= STATED EXERCISE =
Pick out each line of the listing below that contains the word "tent" and copy it. Case counts.

= Named-object pointing records =
_____
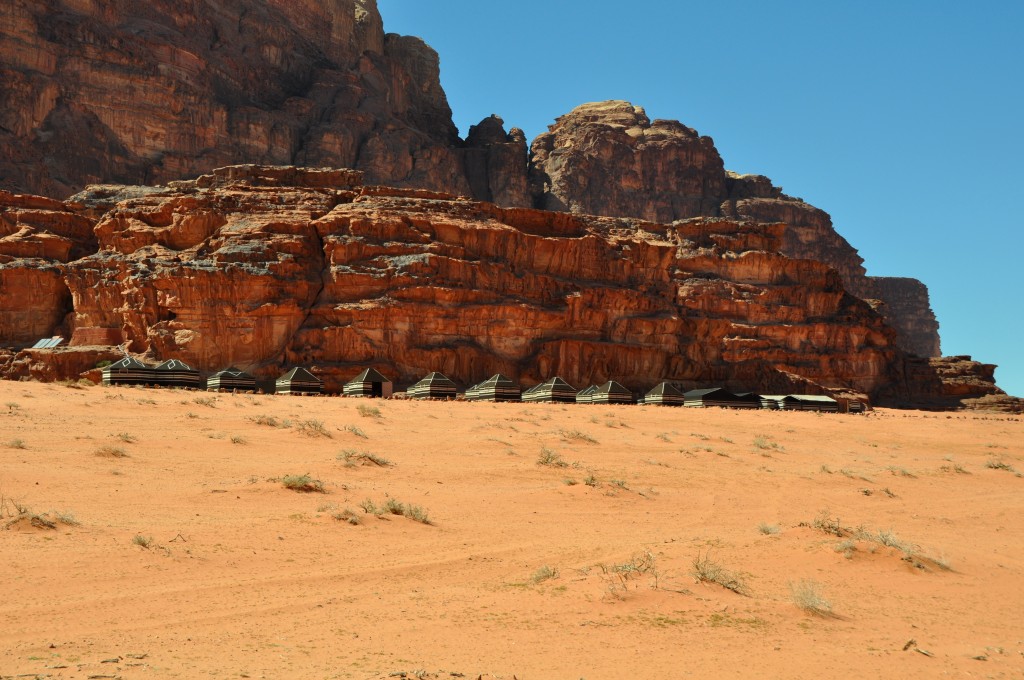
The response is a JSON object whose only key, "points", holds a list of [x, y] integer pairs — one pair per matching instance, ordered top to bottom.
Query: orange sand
{"points": [[245, 578]]}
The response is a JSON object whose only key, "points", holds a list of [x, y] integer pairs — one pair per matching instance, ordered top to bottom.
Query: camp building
{"points": [[128, 371], [175, 373], [231, 379], [298, 381], [369, 383], [433, 386], [495, 388], [553, 390], [611, 392], [665, 394]]}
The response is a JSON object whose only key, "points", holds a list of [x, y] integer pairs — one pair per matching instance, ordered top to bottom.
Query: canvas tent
{"points": [[128, 371], [175, 373], [231, 379], [298, 381], [369, 383], [432, 386], [496, 388], [553, 390], [610, 392], [665, 394], [719, 396]]}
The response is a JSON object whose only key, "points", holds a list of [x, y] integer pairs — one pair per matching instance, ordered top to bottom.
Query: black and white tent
{"points": [[128, 371], [175, 373], [231, 379], [298, 381], [369, 383], [433, 386], [496, 388], [554, 390], [610, 392], [665, 394], [719, 396]]}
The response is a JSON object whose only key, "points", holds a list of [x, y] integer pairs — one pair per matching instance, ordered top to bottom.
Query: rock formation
{"points": [[150, 92], [609, 159], [265, 266]]}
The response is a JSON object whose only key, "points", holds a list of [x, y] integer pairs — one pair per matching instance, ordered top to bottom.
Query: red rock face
{"points": [[150, 92], [608, 159]]}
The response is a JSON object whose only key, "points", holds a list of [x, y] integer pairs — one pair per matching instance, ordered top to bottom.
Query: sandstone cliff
{"points": [[123, 91], [609, 159], [266, 267]]}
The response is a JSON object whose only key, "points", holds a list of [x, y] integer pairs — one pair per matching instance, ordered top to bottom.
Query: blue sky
{"points": [[903, 120]]}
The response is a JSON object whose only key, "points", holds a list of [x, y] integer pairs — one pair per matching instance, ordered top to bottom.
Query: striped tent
{"points": [[128, 371], [175, 373], [231, 379], [298, 381], [369, 383], [433, 386], [496, 388], [553, 390], [610, 392], [665, 394], [719, 396]]}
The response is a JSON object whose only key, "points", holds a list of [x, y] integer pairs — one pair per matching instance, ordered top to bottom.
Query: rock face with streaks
{"points": [[132, 92], [609, 159]]}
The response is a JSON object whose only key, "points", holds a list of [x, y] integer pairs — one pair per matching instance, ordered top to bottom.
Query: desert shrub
{"points": [[303, 483], [707, 570], [807, 595]]}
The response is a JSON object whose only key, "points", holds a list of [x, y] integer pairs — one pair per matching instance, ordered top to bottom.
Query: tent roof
{"points": [[127, 363], [174, 365], [298, 373], [370, 375], [611, 387], [665, 388], [708, 390]]}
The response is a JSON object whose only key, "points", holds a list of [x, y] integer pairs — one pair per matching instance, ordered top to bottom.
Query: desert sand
{"points": [[148, 534]]}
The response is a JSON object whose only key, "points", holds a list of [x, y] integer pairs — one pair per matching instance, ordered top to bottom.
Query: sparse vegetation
{"points": [[369, 412], [313, 428], [112, 452], [353, 458], [550, 459], [303, 483], [142, 541], [707, 570], [544, 574], [807, 595]]}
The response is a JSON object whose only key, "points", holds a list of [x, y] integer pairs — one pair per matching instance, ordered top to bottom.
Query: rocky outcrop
{"points": [[151, 92], [609, 159]]}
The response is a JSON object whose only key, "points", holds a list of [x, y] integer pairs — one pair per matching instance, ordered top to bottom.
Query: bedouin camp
{"points": [[231, 379], [298, 381], [369, 383], [432, 386]]}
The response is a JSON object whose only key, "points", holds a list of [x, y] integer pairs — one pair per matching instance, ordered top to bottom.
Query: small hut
{"points": [[128, 371], [175, 373], [230, 380], [298, 381], [369, 383], [433, 386], [496, 388], [554, 390], [611, 392], [665, 394], [719, 396], [814, 402]]}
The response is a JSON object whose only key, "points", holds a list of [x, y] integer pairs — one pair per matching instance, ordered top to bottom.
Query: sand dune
{"points": [[176, 550]]}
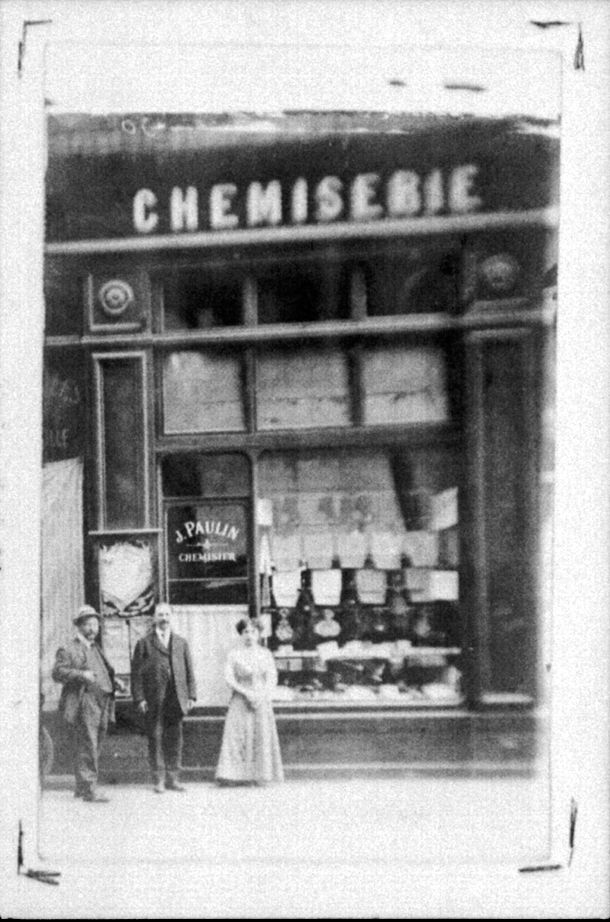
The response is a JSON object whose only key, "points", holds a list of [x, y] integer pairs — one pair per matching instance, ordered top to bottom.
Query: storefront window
{"points": [[422, 278], [300, 294], [198, 299], [404, 384], [302, 388], [202, 392], [198, 474], [359, 563]]}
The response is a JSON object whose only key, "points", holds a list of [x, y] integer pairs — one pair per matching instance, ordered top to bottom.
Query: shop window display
{"points": [[198, 300], [202, 392], [359, 575]]}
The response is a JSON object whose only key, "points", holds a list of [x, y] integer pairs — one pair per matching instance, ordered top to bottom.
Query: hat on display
{"points": [[85, 611], [163, 612]]}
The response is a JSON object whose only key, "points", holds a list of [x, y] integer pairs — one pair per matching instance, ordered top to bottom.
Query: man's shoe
{"points": [[174, 786], [92, 798]]}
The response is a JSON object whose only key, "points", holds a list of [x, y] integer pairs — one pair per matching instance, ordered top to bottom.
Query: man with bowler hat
{"points": [[163, 688], [87, 699]]}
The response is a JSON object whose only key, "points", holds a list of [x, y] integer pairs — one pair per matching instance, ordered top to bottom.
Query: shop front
{"points": [[299, 367]]}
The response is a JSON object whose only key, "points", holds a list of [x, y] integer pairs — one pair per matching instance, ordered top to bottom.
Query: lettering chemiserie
{"points": [[365, 197]]}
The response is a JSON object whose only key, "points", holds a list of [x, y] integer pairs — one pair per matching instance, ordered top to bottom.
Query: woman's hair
{"points": [[243, 623]]}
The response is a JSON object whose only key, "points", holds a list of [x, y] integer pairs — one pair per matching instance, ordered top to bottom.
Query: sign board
{"points": [[199, 173], [207, 553]]}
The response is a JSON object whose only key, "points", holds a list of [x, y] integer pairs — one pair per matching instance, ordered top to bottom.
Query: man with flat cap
{"points": [[163, 689], [87, 699]]}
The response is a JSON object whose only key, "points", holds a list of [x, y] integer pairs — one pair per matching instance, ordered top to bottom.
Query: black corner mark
{"points": [[21, 48]]}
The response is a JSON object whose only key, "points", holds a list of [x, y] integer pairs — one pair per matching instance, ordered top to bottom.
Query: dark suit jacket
{"points": [[70, 662], [148, 669]]}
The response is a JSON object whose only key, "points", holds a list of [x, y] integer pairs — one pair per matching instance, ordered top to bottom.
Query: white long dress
{"points": [[250, 749]]}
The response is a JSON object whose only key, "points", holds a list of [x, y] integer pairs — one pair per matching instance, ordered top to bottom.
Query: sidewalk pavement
{"points": [[419, 820]]}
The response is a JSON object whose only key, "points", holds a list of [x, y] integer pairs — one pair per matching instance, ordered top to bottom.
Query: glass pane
{"points": [[422, 279], [301, 294], [198, 299], [404, 384], [302, 389], [202, 393], [123, 443], [206, 475], [374, 615]]}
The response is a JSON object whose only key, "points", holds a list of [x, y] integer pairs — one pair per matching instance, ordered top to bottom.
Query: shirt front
{"points": [[164, 636], [97, 666]]}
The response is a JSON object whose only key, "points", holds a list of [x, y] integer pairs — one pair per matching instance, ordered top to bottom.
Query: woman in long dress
{"points": [[250, 751]]}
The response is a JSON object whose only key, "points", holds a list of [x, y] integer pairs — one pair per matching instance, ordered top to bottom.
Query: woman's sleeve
{"points": [[270, 673]]}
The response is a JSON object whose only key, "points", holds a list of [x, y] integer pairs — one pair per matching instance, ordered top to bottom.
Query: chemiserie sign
{"points": [[197, 174], [365, 197]]}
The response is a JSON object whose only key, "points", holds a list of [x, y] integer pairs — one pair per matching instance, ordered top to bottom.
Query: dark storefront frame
{"points": [[514, 326]]}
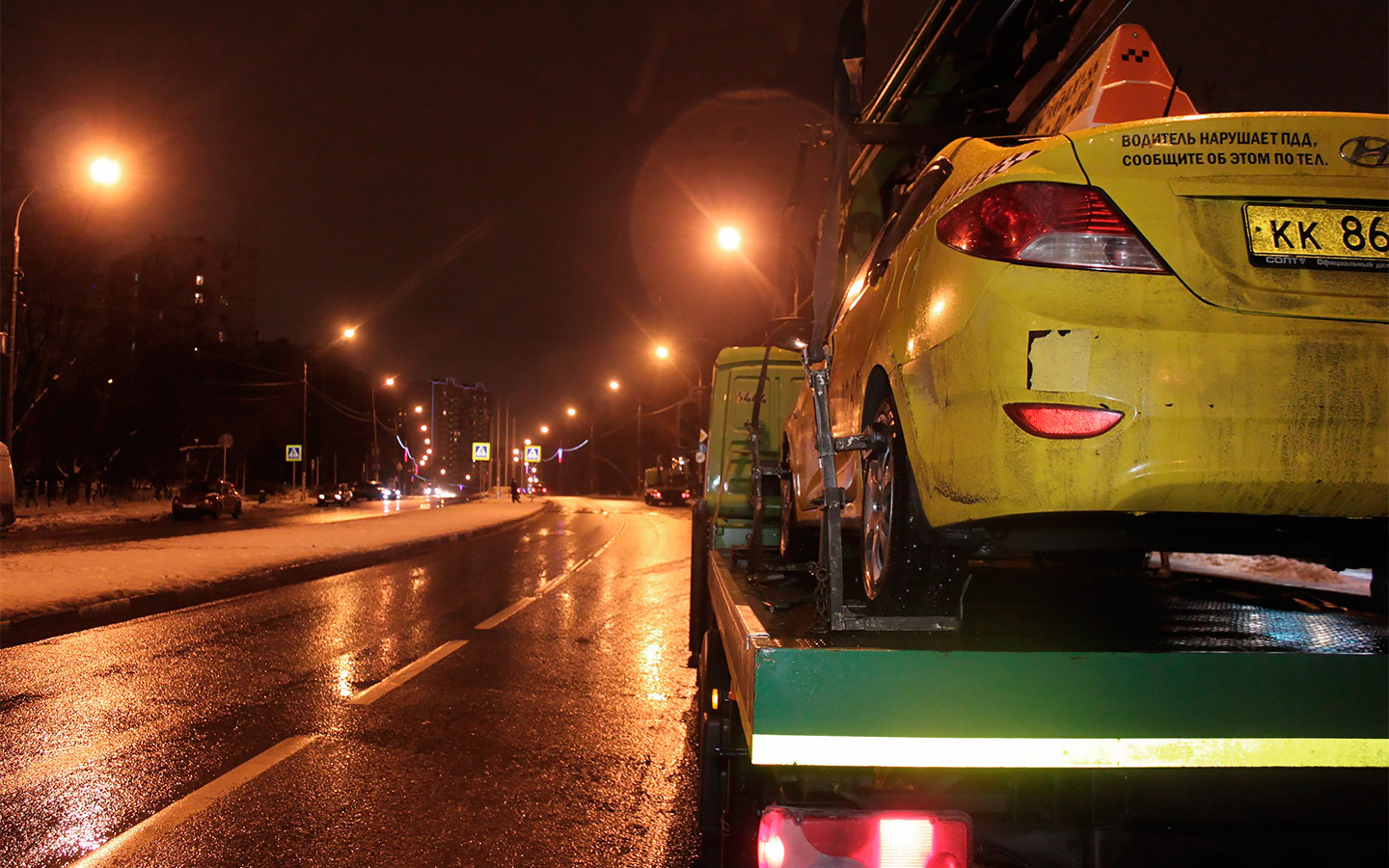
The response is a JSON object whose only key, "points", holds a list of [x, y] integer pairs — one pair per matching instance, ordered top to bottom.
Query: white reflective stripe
{"points": [[1067, 753]]}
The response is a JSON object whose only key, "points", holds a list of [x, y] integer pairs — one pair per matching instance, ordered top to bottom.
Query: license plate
{"points": [[1306, 236]]}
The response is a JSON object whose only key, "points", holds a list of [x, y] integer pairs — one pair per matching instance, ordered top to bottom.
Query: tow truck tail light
{"points": [[1039, 223], [1063, 421], [792, 838]]}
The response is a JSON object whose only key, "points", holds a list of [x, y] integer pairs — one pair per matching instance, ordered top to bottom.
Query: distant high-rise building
{"points": [[185, 292], [460, 416]]}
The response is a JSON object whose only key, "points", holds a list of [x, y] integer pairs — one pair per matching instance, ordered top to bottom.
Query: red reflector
{"points": [[1063, 421], [795, 838]]}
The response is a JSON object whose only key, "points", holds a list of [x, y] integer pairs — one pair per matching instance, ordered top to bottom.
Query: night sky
{"points": [[479, 186]]}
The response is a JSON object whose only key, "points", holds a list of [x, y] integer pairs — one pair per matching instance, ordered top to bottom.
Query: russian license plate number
{"points": [[1317, 236]]}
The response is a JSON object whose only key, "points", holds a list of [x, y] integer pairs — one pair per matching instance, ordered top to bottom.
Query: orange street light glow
{"points": [[106, 171]]}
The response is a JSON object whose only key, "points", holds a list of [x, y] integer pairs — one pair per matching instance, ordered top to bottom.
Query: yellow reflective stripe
{"points": [[1067, 753]]}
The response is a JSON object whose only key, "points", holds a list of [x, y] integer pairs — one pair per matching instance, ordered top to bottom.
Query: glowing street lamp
{"points": [[103, 171], [106, 171]]}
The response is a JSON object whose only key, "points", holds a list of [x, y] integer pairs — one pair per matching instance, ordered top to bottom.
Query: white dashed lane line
{"points": [[548, 586], [404, 674]]}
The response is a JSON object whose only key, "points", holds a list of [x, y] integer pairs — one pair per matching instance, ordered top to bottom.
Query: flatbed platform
{"points": [[1050, 674]]}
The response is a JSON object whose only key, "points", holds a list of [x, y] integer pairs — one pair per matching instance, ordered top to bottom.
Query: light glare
{"points": [[106, 171]]}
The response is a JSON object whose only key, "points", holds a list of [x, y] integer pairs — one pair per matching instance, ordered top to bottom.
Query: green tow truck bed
{"points": [[1206, 684], [1073, 722]]}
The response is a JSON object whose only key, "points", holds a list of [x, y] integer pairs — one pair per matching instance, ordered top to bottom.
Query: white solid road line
{"points": [[404, 674], [125, 846]]}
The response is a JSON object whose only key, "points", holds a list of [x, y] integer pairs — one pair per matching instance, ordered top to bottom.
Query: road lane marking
{"points": [[548, 586], [404, 674], [122, 849]]}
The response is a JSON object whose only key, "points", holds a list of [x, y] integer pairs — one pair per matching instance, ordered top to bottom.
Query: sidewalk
{"points": [[46, 593]]}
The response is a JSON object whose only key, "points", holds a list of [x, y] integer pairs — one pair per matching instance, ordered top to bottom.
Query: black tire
{"points": [[799, 545], [893, 556]]}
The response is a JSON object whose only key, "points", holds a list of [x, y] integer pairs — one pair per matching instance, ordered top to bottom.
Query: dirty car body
{"points": [[1158, 335]]}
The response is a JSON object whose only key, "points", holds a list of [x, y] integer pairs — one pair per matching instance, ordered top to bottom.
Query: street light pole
{"points": [[12, 337]]}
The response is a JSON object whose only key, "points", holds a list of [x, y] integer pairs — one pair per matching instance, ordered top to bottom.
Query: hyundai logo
{"points": [[1366, 150]]}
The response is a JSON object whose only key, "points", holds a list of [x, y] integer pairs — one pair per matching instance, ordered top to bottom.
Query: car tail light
{"points": [[1039, 223], [1063, 421], [791, 838]]}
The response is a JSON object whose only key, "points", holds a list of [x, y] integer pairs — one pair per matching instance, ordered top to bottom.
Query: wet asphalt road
{"points": [[164, 526], [253, 731]]}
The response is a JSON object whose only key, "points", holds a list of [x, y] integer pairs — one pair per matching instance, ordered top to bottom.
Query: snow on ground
{"points": [[144, 507], [1271, 570], [66, 578]]}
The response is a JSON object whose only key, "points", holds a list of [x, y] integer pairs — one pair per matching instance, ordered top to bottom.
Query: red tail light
{"points": [[1039, 223], [1063, 421], [791, 838]]}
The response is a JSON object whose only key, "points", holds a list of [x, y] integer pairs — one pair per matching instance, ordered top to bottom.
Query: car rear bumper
{"points": [[1224, 413]]}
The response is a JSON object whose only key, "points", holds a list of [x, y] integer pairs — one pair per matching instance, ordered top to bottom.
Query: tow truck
{"points": [[1064, 719]]}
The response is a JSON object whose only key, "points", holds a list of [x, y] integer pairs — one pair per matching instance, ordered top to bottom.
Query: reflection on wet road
{"points": [[164, 527], [514, 699]]}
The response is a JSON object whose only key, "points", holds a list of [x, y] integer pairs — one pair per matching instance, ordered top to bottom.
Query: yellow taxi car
{"points": [[1155, 335]]}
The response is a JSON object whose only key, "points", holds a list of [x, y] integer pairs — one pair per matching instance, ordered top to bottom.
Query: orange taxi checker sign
{"points": [[1314, 236]]}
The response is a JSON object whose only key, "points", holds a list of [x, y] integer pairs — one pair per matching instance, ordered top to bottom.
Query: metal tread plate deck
{"points": [[842, 701]]}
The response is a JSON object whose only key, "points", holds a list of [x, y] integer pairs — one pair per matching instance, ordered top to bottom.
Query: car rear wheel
{"points": [[890, 550]]}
_____
= REPLY =
Query: canvas tent
Query: black and white tent
Query: striped tent
Query: tent roof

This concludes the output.